--- Material provided ---

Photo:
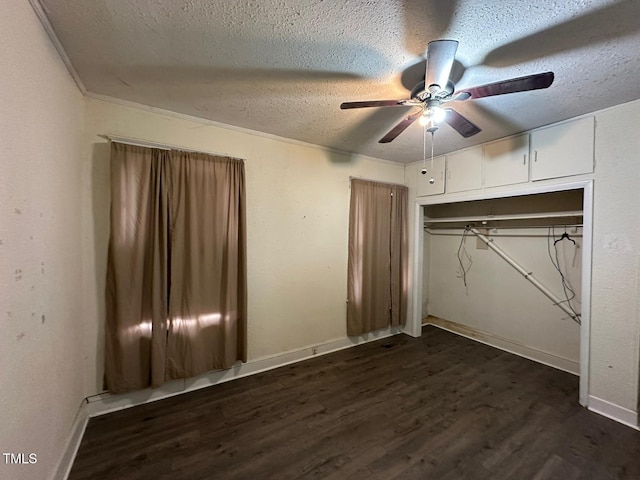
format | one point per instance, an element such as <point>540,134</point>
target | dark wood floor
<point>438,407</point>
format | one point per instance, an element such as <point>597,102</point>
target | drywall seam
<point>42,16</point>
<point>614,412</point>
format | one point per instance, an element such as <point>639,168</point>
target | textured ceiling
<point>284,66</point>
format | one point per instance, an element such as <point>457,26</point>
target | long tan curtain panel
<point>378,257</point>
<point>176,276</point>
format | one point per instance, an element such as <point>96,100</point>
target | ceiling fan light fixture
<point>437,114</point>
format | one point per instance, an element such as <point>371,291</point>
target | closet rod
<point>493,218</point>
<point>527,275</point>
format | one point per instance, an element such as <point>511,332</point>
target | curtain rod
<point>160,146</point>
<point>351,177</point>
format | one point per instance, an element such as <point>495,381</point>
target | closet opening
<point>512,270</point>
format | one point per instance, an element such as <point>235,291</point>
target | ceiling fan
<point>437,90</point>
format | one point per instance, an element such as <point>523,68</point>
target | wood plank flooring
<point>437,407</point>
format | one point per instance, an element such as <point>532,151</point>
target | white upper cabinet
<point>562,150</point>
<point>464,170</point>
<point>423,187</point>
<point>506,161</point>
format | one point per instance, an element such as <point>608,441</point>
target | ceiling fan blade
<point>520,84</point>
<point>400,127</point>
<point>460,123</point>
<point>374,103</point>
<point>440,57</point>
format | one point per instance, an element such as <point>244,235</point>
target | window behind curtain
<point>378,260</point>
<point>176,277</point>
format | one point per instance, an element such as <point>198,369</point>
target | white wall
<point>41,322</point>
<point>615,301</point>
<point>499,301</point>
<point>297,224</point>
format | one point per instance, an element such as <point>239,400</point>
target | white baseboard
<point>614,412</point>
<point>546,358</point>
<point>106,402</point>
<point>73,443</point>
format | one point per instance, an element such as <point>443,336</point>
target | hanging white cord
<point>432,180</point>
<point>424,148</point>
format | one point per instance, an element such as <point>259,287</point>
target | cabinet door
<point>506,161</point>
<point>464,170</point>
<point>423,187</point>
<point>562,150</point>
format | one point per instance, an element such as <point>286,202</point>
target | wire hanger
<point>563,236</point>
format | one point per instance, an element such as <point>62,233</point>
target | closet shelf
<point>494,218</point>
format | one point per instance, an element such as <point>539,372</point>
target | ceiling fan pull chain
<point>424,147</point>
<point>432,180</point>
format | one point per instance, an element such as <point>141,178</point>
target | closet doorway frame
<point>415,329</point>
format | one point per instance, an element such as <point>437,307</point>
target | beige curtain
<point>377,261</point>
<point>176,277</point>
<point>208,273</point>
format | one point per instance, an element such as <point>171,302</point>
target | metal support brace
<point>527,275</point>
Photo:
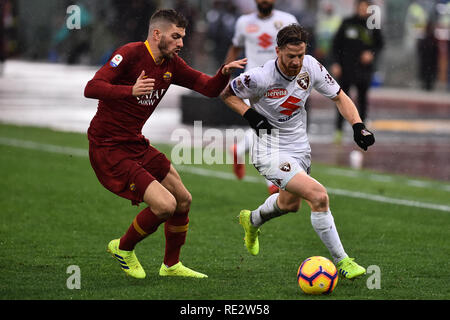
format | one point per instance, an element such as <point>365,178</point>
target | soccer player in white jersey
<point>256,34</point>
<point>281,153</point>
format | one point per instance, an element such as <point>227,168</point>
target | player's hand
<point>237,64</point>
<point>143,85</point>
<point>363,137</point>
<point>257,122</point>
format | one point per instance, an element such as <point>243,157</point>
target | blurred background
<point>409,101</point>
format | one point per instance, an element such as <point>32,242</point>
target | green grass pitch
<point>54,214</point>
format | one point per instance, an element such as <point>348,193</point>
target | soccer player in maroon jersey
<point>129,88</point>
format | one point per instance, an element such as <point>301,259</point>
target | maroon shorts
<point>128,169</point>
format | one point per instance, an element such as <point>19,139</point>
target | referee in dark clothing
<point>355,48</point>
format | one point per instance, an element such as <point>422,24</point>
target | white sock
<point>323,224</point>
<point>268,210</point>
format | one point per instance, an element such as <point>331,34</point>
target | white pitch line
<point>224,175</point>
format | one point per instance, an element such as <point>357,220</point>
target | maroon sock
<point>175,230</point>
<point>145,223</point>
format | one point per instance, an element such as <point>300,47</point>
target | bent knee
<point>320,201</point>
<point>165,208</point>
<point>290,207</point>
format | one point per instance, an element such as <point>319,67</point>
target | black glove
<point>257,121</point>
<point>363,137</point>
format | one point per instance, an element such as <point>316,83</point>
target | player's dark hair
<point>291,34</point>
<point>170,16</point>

---

▶ [Exercise details]:
After locating the line above that contains "target | bent knee", write out that line and every later one exactly, through the last line of the material, and nothing else.

▶ [Answer area]:
target | bent knee
<point>320,201</point>
<point>165,208</point>
<point>290,207</point>
format | one point per instance, an element such as <point>319,67</point>
target | black glove
<point>257,121</point>
<point>363,137</point>
format | one point per instance, an element such as <point>316,83</point>
target | player's dark hair
<point>291,34</point>
<point>170,16</point>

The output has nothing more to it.